* Goal
Rewrite the stretch from the line containing "of the mustache" through the end of the data, putting "marker" in place of "keypoint" and leaving everything else as it is.

[Object pointing data rows]
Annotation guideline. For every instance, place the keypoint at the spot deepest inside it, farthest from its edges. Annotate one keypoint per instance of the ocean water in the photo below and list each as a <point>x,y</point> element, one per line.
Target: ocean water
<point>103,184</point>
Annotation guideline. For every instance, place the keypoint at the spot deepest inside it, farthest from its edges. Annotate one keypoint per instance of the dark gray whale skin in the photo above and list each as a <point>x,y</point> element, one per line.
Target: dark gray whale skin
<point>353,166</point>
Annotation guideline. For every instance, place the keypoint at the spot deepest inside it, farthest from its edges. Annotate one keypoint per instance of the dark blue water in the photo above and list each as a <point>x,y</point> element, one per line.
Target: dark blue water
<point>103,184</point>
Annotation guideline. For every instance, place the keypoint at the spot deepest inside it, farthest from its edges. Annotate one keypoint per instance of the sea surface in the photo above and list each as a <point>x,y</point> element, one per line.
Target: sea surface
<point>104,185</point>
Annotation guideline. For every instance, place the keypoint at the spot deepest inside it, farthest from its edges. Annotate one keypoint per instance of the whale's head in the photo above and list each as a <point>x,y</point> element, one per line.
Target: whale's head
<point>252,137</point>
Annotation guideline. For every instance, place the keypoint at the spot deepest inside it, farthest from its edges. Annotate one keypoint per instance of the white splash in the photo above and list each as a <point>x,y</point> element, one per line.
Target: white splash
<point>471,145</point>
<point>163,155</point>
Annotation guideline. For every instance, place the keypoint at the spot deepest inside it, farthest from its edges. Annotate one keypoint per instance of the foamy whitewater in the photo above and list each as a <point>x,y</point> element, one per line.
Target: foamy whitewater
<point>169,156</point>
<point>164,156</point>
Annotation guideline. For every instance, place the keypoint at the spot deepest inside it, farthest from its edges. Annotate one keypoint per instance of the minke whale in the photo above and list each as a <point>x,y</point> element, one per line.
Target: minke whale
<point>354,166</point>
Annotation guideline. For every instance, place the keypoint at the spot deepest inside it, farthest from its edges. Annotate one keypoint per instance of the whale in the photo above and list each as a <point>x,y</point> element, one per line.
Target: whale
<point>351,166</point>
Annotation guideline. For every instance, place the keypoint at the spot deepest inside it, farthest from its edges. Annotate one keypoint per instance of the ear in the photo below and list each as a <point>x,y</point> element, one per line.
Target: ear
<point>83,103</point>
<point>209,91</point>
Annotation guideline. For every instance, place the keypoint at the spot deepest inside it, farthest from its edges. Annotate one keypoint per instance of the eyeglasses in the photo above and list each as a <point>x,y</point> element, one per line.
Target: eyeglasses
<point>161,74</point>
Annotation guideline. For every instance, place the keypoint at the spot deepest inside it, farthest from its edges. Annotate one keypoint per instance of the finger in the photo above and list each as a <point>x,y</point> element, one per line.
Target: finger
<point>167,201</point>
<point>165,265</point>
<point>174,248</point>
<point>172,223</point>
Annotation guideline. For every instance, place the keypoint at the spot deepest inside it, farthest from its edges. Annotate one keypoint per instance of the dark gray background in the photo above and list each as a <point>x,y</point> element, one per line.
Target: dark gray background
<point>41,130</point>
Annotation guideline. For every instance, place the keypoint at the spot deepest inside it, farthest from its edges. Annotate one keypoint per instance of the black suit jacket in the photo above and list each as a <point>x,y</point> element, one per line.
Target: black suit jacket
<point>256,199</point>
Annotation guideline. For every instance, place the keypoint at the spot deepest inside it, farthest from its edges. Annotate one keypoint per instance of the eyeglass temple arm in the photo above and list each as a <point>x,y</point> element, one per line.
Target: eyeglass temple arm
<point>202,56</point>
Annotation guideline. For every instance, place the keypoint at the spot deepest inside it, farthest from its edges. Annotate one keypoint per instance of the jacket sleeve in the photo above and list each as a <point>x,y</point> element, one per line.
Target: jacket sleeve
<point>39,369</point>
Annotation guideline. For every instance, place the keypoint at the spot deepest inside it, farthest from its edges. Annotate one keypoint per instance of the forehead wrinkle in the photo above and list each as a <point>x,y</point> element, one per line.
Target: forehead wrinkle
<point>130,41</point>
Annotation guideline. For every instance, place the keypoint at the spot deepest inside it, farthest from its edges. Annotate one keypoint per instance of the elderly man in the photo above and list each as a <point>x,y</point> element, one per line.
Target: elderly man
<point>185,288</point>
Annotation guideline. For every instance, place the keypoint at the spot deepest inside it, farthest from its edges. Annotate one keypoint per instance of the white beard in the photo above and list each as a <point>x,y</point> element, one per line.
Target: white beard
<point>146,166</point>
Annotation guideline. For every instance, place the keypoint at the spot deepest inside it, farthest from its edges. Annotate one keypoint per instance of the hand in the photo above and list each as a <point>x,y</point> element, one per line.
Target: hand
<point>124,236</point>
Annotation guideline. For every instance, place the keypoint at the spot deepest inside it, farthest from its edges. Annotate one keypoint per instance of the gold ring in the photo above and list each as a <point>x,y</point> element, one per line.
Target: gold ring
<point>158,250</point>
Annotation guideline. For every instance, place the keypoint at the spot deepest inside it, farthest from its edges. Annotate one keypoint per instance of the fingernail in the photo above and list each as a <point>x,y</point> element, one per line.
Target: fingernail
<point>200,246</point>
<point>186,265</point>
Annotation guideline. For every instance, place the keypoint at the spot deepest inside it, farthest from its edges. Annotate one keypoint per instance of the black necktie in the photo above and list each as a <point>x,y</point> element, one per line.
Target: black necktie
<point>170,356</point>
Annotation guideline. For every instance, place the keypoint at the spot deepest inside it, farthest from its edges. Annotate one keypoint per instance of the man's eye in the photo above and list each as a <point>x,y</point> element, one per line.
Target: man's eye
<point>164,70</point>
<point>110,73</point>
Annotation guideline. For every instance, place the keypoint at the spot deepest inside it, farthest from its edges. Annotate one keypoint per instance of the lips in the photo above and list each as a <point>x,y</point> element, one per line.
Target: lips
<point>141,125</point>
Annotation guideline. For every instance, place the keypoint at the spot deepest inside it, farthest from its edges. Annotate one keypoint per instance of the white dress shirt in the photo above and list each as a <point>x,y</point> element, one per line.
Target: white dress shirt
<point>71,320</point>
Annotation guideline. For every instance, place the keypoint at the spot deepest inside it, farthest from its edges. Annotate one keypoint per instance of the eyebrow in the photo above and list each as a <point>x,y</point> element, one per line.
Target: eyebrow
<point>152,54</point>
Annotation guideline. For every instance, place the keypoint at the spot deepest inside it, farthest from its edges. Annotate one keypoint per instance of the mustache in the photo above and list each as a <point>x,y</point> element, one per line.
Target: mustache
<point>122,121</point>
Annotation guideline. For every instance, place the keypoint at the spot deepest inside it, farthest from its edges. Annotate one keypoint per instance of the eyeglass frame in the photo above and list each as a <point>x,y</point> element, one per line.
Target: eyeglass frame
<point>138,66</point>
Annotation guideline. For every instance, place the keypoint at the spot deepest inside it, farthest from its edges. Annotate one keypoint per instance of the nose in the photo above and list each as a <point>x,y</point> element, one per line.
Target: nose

* Task response
Annotation guideline. For every instance, place the marker at the spot deepest inside it, farthest from its edges. Annotate one marker per instance of the mustache in the photo above and list each as a <point>x,y</point> element, one per line.
Target: mustache
<point>122,121</point>
Annotation guideline. For every instance, place the marker at the spot deepest inside it, farthest from its edges. Annotate one marker per instance of the eyeglass frame in the photo above and list each as a <point>x,y</point> element, one per line.
Target: eyeglass frame
<point>138,66</point>
Annotation guideline. For every instance, place the marker at the spot deepest inside it, farthest from its edges. Annotate one marker per instance of the nose in the photo above and list each as a <point>x,y</point> element, one per line.
Target: nose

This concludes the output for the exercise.